PAGE TEXT Block Start
Sunday, May 22, 2005

I'm still here

It's been a while and I haven't kept current. Of course, I haven't instituted any changes in exercise or eating patterns yet, so there is little to say. However, I do feel on the brink ... of something ... a substitute for food, maybe? Ah, nourishment from music, perhaps?

Sure, if I put less calorie-rich food in my stomach as well.

But it is tiring to only think about doing something ... and then to beat myself up for not actually doing anything. Yeah, yeah. Forgive myself and step forward.

Monday, April 18, 2005

Cheese

Well, it's really hard to let go of cheese. I'm not quite there yet. Perhaps when I run out, I can keep from purchasing more of the "wrong" kind.

It so is ... satisfying.

Tuesday, April 12, 2005

Oops!

I knew my cholesterol was going to be high ... way high, and I was right. When my insurance situation changed, I stopped getting lipitor -- pricey. I resent paying for something that can hurt my liver. If so many people are taking it, why is it still so expensive? So, it's been over a year without lipitor.

The doctor called me at work. My thyroid pill will be stronger, and I agreed to a pill to reduce cholesterol if it was generic and not so expensive as lipitor ... I'm a little stubborn, plus I'm funds challenged at the moment and trying to be conscious of what I'm spending and where ... I've been spending more than I've been bringing in. But, that's another story.

Anyway, my overall cholesterol was 343, with the triglycerides at 314 and the "bad" cholesterol at 227. I guessed I probably had to do something proactive. Time to do my part.

me: You're worried about me. (statement)
doctor: Yes.
me: (thinking ... wow, someone cares ... yeah, yeah, I know, my daughter and son care ... wow, someone cares) Okay, I'll take medicine, but I want generic lipitor.
doctor: I'll call it in. I'll send you paperwork for blood work in 8-10 weeks.
me: Okay, I'll actually do it this time ... and when I'm supposed to.

Of course, this means I need to take a look at my eating patterns ... My primary source of cholesterol is real cheese ... a main staple since I'm practically a vegetarian. I know my body would produce cholesterol on it's own, but for all I know, it might be getting most from cheese. I figure it's up to me to be thoughtful with my body. So, what can I eat that's yummy if I'm not eating cheese?
PAGE TEXT Block End
DATA TO EXAMINE Block Start
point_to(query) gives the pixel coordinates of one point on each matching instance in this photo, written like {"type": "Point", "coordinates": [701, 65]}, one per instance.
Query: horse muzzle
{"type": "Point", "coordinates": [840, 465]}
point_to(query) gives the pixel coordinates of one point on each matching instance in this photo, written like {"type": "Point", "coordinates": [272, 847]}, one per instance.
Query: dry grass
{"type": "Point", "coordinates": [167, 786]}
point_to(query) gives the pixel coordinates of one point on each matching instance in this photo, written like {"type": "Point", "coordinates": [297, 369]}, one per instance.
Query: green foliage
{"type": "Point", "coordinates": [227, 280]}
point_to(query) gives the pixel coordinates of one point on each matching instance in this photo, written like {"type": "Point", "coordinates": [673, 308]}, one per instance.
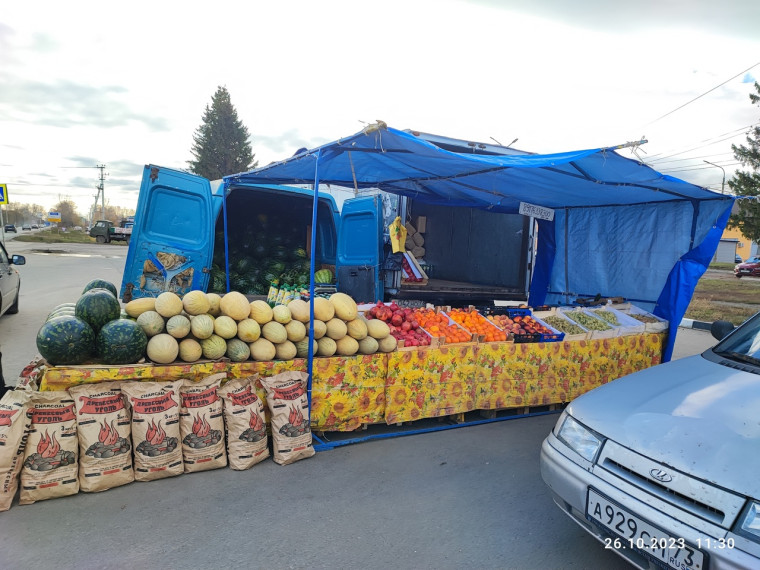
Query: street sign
{"type": "Point", "coordinates": [535, 211]}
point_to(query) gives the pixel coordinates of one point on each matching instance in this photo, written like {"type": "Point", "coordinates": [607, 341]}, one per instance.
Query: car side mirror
{"type": "Point", "coordinates": [720, 329]}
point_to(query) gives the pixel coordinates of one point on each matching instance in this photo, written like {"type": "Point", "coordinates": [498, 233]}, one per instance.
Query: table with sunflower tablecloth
{"type": "Point", "coordinates": [412, 384]}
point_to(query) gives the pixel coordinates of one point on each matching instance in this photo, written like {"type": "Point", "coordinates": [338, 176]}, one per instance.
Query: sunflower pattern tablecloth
{"type": "Point", "coordinates": [411, 384]}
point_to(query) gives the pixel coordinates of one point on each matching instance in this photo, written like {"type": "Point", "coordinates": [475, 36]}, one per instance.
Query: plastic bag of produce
{"type": "Point", "coordinates": [201, 423]}
{"type": "Point", "coordinates": [247, 442]}
{"type": "Point", "coordinates": [155, 428]}
{"type": "Point", "coordinates": [105, 447]}
{"type": "Point", "coordinates": [52, 451]}
{"type": "Point", "coordinates": [14, 425]}
{"type": "Point", "coordinates": [289, 407]}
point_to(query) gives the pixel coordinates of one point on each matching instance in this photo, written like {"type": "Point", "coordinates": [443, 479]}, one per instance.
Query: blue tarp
{"type": "Point", "coordinates": [620, 228]}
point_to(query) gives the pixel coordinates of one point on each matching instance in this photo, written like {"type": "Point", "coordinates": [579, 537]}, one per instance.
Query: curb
{"type": "Point", "coordinates": [692, 324]}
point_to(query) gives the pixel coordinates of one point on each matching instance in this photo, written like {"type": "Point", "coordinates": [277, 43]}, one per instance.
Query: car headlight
{"type": "Point", "coordinates": [750, 526]}
{"type": "Point", "coordinates": [579, 438]}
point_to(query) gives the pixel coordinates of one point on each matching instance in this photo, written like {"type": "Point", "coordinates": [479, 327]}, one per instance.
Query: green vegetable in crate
{"type": "Point", "coordinates": [65, 340]}
{"type": "Point", "coordinates": [323, 276]}
{"type": "Point", "coordinates": [563, 325]}
{"type": "Point", "coordinates": [608, 316]}
{"type": "Point", "coordinates": [97, 307]}
{"type": "Point", "coordinates": [587, 321]}
{"type": "Point", "coordinates": [121, 342]}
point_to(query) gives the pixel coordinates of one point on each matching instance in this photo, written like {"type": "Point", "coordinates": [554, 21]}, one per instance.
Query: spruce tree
{"type": "Point", "coordinates": [747, 213]}
{"type": "Point", "coordinates": [221, 144]}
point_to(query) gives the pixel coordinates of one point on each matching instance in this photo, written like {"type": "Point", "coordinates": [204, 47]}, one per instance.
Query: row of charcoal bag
{"type": "Point", "coordinates": [95, 437]}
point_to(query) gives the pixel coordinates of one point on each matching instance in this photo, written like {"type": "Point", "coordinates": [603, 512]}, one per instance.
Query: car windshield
{"type": "Point", "coordinates": [743, 344]}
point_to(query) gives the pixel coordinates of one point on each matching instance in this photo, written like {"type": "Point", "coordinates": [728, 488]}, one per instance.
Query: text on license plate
{"type": "Point", "coordinates": [637, 534]}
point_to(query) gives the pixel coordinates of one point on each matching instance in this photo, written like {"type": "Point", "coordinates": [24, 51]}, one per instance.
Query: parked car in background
{"type": "Point", "coordinates": [10, 282]}
{"type": "Point", "coordinates": [661, 466]}
{"type": "Point", "coordinates": [750, 268]}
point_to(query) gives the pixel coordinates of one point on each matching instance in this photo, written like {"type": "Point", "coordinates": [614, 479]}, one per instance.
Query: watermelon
{"type": "Point", "coordinates": [65, 340]}
{"type": "Point", "coordinates": [121, 342]}
{"type": "Point", "coordinates": [101, 283]}
{"type": "Point", "coordinates": [96, 308]}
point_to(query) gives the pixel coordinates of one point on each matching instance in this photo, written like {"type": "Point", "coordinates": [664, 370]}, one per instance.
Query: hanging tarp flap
{"type": "Point", "coordinates": [620, 227]}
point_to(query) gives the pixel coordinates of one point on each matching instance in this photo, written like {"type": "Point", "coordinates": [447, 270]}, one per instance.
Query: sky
{"type": "Point", "coordinates": [84, 84]}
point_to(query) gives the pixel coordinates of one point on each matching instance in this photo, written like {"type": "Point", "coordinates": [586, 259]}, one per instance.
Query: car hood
{"type": "Point", "coordinates": [697, 416]}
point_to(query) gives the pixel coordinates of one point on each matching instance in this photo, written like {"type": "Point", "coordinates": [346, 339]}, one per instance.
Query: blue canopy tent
{"type": "Point", "coordinates": [619, 227]}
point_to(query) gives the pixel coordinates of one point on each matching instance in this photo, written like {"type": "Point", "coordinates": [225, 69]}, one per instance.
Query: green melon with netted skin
{"type": "Point", "coordinates": [66, 340]}
{"type": "Point", "coordinates": [97, 307]}
{"type": "Point", "coordinates": [121, 342]}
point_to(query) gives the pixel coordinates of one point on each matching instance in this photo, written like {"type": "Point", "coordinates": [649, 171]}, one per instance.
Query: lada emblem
{"type": "Point", "coordinates": [661, 476]}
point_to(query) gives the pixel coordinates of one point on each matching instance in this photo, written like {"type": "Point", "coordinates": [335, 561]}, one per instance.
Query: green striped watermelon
{"type": "Point", "coordinates": [97, 307]}
{"type": "Point", "coordinates": [121, 342]}
{"type": "Point", "coordinates": [65, 340]}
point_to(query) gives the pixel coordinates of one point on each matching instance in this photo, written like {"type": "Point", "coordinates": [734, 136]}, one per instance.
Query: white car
{"type": "Point", "coordinates": [663, 466]}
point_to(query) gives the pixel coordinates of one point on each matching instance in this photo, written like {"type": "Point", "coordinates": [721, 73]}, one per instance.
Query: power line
{"type": "Point", "coordinates": [703, 94]}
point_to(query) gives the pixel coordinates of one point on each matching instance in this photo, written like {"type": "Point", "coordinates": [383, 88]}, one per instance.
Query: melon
{"type": "Point", "coordinates": [248, 330]}
{"type": "Point", "coordinates": [368, 345]}
{"type": "Point", "coordinates": [281, 314]}
{"type": "Point", "coordinates": [97, 307]}
{"type": "Point", "coordinates": [237, 350]}
{"type": "Point", "coordinates": [65, 340]}
{"type": "Point", "coordinates": [168, 304]}
{"type": "Point", "coordinates": [214, 347]}
{"type": "Point", "coordinates": [302, 348]}
{"type": "Point", "coordinates": [214, 300]}
{"type": "Point", "coordinates": [274, 332]}
{"type": "Point", "coordinates": [137, 307]}
{"type": "Point", "coordinates": [285, 350]}
{"type": "Point", "coordinates": [151, 323]}
{"type": "Point", "coordinates": [260, 311]}
{"type": "Point", "coordinates": [262, 350]}
{"type": "Point", "coordinates": [195, 303]}
{"type": "Point", "coordinates": [299, 310]}
{"type": "Point", "coordinates": [162, 348]}
{"type": "Point", "coordinates": [336, 328]}
{"type": "Point", "coordinates": [346, 346]}
{"type": "Point", "coordinates": [234, 304]}
{"type": "Point", "coordinates": [225, 327]}
{"type": "Point", "coordinates": [178, 326]}
{"type": "Point", "coordinates": [387, 344]}
{"type": "Point", "coordinates": [357, 328]}
{"type": "Point", "coordinates": [121, 342]}
{"type": "Point", "coordinates": [320, 329]}
{"type": "Point", "coordinates": [326, 346]}
{"type": "Point", "coordinates": [345, 306]}
{"type": "Point", "coordinates": [190, 350]}
{"type": "Point", "coordinates": [202, 326]}
{"type": "Point", "coordinates": [323, 309]}
{"type": "Point", "coordinates": [378, 329]}
{"type": "Point", "coordinates": [296, 331]}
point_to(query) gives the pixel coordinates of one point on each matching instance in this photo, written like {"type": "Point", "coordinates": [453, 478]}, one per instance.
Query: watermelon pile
{"type": "Point", "coordinates": [92, 327]}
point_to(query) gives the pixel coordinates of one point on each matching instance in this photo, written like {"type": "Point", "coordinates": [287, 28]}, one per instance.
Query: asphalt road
{"type": "Point", "coordinates": [468, 497]}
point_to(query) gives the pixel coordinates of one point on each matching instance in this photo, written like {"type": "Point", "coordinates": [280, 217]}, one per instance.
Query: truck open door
{"type": "Point", "coordinates": [172, 238]}
{"type": "Point", "coordinates": [359, 255]}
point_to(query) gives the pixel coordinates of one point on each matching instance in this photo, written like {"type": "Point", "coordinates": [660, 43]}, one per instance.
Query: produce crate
{"type": "Point", "coordinates": [609, 331]}
{"type": "Point", "coordinates": [657, 324]}
{"type": "Point", "coordinates": [627, 325]}
{"type": "Point", "coordinates": [554, 313]}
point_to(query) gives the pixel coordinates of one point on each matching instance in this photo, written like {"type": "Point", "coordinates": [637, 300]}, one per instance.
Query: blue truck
{"type": "Point", "coordinates": [178, 243]}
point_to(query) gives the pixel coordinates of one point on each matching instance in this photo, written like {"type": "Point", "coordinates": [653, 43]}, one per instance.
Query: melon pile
{"type": "Point", "coordinates": [210, 326]}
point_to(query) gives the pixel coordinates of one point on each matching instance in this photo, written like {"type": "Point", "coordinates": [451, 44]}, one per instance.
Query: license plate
{"type": "Point", "coordinates": [634, 533]}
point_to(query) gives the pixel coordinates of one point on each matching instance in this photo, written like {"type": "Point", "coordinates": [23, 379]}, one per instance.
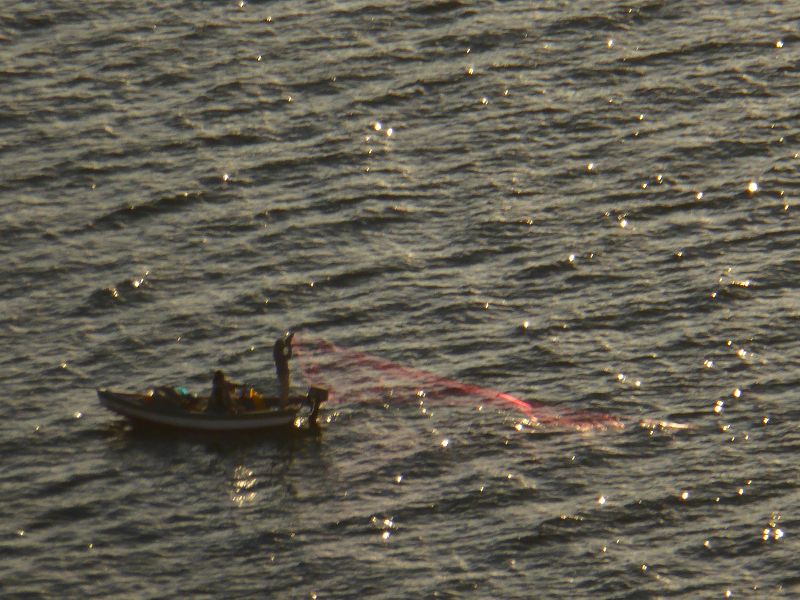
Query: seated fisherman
{"type": "Point", "coordinates": [282, 352]}
{"type": "Point", "coordinates": [221, 399]}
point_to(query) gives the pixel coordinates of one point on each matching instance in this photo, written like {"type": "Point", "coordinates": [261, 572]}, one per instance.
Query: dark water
{"type": "Point", "coordinates": [590, 205]}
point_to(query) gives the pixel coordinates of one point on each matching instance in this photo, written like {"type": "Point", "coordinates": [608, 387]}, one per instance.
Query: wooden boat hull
{"type": "Point", "coordinates": [145, 409]}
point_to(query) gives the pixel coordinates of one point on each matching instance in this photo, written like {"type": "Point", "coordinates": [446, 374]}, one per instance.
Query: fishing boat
{"type": "Point", "coordinates": [176, 408]}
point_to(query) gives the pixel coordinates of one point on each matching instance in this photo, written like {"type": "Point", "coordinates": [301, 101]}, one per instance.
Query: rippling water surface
{"type": "Point", "coordinates": [588, 205]}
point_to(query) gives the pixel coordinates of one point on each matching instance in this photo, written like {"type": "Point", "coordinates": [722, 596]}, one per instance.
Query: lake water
{"type": "Point", "coordinates": [591, 206]}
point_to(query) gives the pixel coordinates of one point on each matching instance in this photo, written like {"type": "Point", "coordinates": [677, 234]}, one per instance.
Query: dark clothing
{"type": "Point", "coordinates": [282, 352]}
{"type": "Point", "coordinates": [220, 399]}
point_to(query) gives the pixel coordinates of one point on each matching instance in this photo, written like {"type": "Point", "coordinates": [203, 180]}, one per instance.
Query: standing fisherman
{"type": "Point", "coordinates": [282, 352]}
DATA TO EXAMINE Block End
Reproduce the page text from "I knew my cholesterol" to "doctor: Yes.", swapping "lipitor" for "atorvastatin" everywhere it occurs.

THE COMPLETED TASK
I knew my cholesterol was going to be high ... way high, and I was right. When my insurance situation changed, I stopped getting atorvastatin -- pricey. I resent paying for something that can hurt my liver. If so many people are taking it, why is it still so expensive? So, it's been over a year without atorvastatin.

The doctor called me at work. My thyroid pill will be stronger, and I agreed to a pill to reduce cholesterol if it was generic and not so expensive as atorvastatin ... I'm a little stubborn, plus I'm funds challenged at the moment and trying to be conscious of what I'm spending and where ... I've been spending more than I've been bringing in. But, that's another story.

Anyway, my overall cholesterol was 343, with the triglycerides at 314 and the "bad" cholesterol at 227. I guessed I probably had to do something proactive. Time to do my part.

me: You're worried about me. (statement)
doctor: Yes.